What to work on:
Resume the Texaco additive business financial statements below from the point where the text stops, and keep to their style and format.

Investing Activities
Capital expenditures                                          (643)
							   -------

	 Net cash used in investing activities                (643)
							   -------

Financing Activities
Changes in intercompany investments and advances
  from Texaco (net)                                        (15,006)
							   -------

	 Net cash used in financing activities             (15,006)
							   -------

Decrease in Cash and Cash Equivalents                         (651)
Cash and Cash Equivalents at Beginning of Year               1,803
							   -------

Cash and Cash Equivalents at End of Year                 $   1,152
							   =======







    See accompanying notes to combined financial statements.

<PAGE>

	      <PAGE>
TEXACO ADDITIVE GROUP OF COMPANIES

	     NOTES TO COMBINED FINANCIAL STATEMENTS

	      FOR THE YEAR ENDED DECEMBER 31, 1995

Note 1. Basis of Presentation and Description of Significant
	  Accounting Policies

     Basis of Presentation

       The accompanying combined financial statements present on a historical
cost basis the combined assets, liabilities, revenues and expenses related to
the additive operations that were included in the sale by Texaco to Ethyl
Corporation ("Ethyl") pursuant to the Purchase and Sale Agreement (Additive
Business) dated September 22, 1995, as amended, (the "Agreement").  (For
additional information, see Note 2, Sale to Ethyl.)  The term Texaco Inc.

Segmentation data:
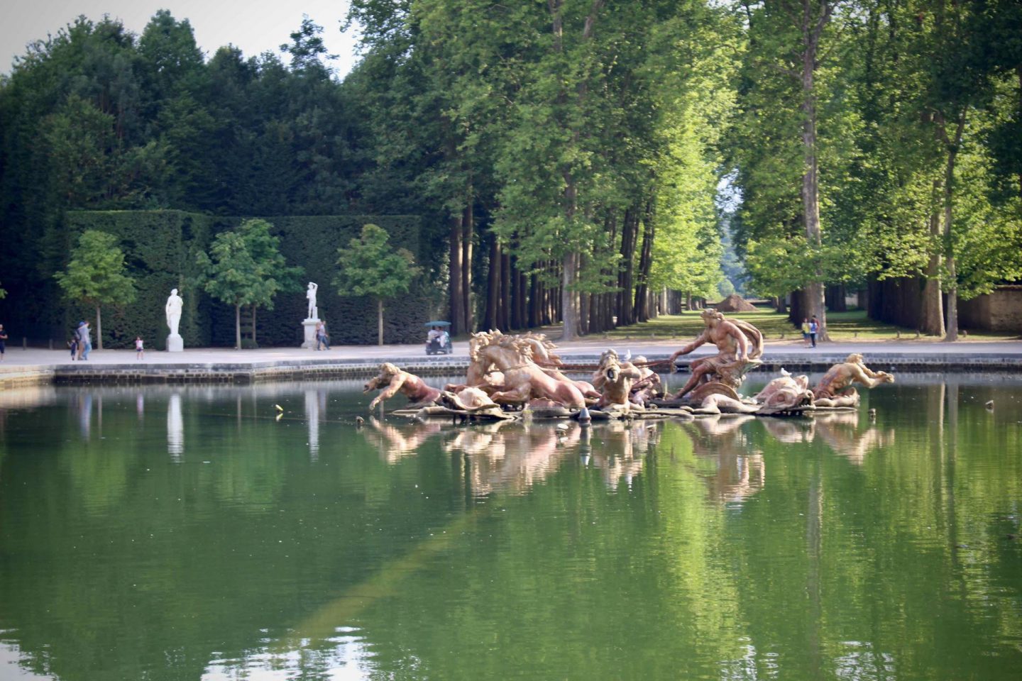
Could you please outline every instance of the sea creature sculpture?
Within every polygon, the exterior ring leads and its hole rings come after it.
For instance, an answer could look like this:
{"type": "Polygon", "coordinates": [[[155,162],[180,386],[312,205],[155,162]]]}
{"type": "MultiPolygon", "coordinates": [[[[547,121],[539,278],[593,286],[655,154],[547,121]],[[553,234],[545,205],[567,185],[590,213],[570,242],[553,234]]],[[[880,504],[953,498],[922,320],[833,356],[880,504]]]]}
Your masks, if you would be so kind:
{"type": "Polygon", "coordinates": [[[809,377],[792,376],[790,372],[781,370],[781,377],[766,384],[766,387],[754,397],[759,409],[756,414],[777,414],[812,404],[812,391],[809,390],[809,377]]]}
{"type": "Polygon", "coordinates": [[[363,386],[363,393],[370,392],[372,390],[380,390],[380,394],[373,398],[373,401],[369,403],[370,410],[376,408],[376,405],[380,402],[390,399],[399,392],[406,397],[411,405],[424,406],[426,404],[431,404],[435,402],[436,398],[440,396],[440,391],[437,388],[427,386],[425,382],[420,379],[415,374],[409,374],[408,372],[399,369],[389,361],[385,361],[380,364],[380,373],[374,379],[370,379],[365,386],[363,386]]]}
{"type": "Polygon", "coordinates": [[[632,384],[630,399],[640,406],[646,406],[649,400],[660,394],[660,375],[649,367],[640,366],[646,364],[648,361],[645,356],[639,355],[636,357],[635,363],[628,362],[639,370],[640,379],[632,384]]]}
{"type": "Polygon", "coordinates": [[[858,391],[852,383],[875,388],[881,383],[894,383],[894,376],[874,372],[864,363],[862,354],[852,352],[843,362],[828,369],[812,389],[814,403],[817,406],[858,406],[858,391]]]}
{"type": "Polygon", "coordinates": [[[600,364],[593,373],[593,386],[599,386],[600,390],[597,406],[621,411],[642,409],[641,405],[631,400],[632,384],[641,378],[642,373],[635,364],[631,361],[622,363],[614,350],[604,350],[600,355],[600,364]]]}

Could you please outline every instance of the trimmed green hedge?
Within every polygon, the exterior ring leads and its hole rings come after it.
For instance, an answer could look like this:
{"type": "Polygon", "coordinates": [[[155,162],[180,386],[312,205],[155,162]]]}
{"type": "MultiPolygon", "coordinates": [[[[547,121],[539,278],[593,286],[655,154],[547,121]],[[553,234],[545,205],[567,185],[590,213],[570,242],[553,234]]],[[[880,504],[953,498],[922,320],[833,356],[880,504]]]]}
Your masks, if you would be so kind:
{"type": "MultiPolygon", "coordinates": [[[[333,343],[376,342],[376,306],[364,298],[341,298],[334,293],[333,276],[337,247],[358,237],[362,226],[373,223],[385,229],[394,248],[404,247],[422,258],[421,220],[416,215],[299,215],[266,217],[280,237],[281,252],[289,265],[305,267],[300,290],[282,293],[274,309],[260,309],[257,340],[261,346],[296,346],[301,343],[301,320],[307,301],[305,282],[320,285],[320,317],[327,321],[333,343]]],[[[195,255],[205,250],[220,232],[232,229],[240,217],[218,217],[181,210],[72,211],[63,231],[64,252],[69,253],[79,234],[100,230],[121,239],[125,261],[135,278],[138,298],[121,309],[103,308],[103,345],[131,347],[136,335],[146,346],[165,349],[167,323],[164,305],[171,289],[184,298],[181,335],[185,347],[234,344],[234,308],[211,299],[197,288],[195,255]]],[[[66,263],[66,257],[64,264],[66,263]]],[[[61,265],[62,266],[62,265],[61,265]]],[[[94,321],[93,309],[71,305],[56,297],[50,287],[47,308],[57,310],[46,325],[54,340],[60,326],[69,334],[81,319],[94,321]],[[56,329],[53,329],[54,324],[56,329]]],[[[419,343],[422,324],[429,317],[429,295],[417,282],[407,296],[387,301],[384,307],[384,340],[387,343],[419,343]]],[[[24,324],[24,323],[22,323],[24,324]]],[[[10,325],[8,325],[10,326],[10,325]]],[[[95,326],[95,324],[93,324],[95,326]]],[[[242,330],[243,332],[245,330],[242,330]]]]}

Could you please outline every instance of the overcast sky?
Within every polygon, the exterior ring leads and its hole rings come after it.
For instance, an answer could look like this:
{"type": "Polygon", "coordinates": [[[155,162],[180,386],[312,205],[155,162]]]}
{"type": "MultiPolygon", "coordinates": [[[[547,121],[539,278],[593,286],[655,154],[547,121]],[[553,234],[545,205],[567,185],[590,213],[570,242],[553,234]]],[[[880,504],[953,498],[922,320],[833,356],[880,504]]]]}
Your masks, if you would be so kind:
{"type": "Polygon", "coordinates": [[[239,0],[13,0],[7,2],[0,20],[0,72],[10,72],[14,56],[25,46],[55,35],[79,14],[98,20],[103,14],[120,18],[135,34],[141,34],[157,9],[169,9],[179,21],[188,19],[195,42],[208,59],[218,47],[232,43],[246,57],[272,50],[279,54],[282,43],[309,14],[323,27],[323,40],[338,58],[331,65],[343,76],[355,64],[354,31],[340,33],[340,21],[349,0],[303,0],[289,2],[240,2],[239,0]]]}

Right answer:
refers solely to Texaco  Inc., a Delaware corporation, and the term Texaco
refers to one or more subsidiaries of Texaco Inc.  The additive operations,
collectively known as the "Texaco Additive Group of Companies" or the "Group"
or the "additive operations", are comprised of: (a) certain assets and
liabilities of Texaco Additive Company ("TAC"), a wholly owned subsidiary of
Texaco Inc., associated with additive operations located in the United States,
(b) certain intangible assets, including patents, of Texaco Inc., TAC and
Texaco Development Corporation, a direct wholly owned subsidiary of Texaco
Inc., (c) the stock of Texaco Additive N.V. and Texaco Brasil Aditivos S.A.,
both indirect wholly owned subsidiaries of Texaco Inc., (d) the stock of
Texaco Korea Ltd., a wholly owned subsidiary of TAC, and (e) certain assets
and liabilities associated with additive operations located in the United
Kingdom, Germany, France, Turkey and Singapore.  Texaco Additive N.V. and
Texaco Brasil Aditivos S.A. were formed during the second half of 1995.
However, these financial statements reflect the results of operations and
financial position of the additive business of these companies and their
respective predecessor companies for the entire year 1995 that will be
included in the sale to Ethyl.


       Not included in the proposed sale of the additive operations, and
therefore excluded from these additive operations ("excluded operations") and
from the Group's combined financial statements and related notes are any motor
fuel additives technology and business of Texaco and certain inventories of the
lubricant blending and antifreeze operations at the Ghent Chemical Plant in
Belgium.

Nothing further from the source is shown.